• **Work task**
Your answer should repeat the entries in full, exactly as given, with no pictures.

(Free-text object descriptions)
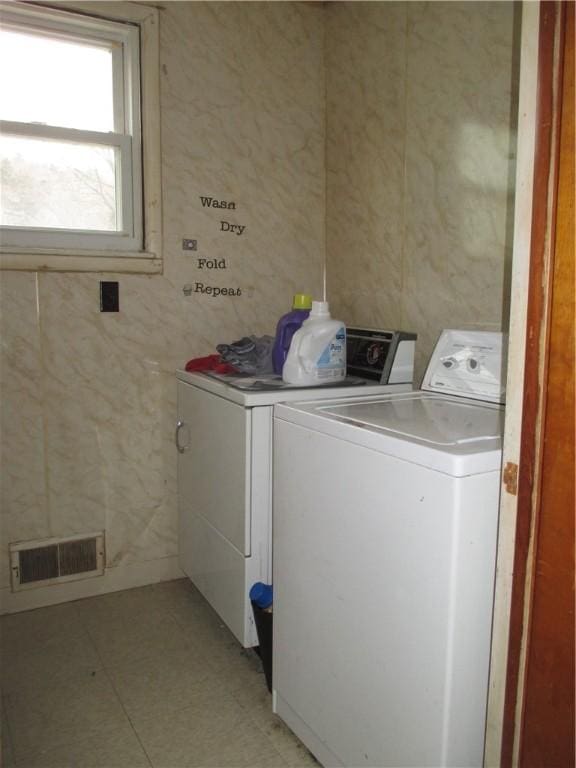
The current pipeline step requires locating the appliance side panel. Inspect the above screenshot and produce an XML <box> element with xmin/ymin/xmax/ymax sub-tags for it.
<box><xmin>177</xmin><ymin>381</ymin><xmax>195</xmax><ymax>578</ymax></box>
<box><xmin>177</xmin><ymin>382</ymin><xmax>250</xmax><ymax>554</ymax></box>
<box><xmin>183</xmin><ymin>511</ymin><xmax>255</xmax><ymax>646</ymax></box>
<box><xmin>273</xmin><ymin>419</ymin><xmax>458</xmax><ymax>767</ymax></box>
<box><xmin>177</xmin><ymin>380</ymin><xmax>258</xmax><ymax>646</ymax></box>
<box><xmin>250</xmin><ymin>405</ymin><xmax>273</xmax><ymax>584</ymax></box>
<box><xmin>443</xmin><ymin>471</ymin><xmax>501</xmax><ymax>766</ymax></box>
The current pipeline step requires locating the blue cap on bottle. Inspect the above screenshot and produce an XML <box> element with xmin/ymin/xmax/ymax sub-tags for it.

• **Result of the exercise**
The current pipeline step requires locating the appliance side panel. Inspect the above screenshot and produce an XML <box> element with xmin/ymin/xmax/ymax sub-tags for it.
<box><xmin>177</xmin><ymin>381</ymin><xmax>195</xmax><ymax>578</ymax></box>
<box><xmin>177</xmin><ymin>382</ymin><xmax>250</xmax><ymax>554</ymax></box>
<box><xmin>183</xmin><ymin>511</ymin><xmax>255</xmax><ymax>646</ymax></box>
<box><xmin>273</xmin><ymin>419</ymin><xmax>458</xmax><ymax>767</ymax></box>
<box><xmin>177</xmin><ymin>380</ymin><xmax>258</xmax><ymax>646</ymax></box>
<box><xmin>250</xmin><ymin>405</ymin><xmax>273</xmax><ymax>584</ymax></box>
<box><xmin>443</xmin><ymin>471</ymin><xmax>501</xmax><ymax>766</ymax></box>
The current pipeline step requires locating the blue cap on bottle. Inspect the above screenshot and produce an XML <box> element with xmin/ymin/xmax/ymax sub-tags for it.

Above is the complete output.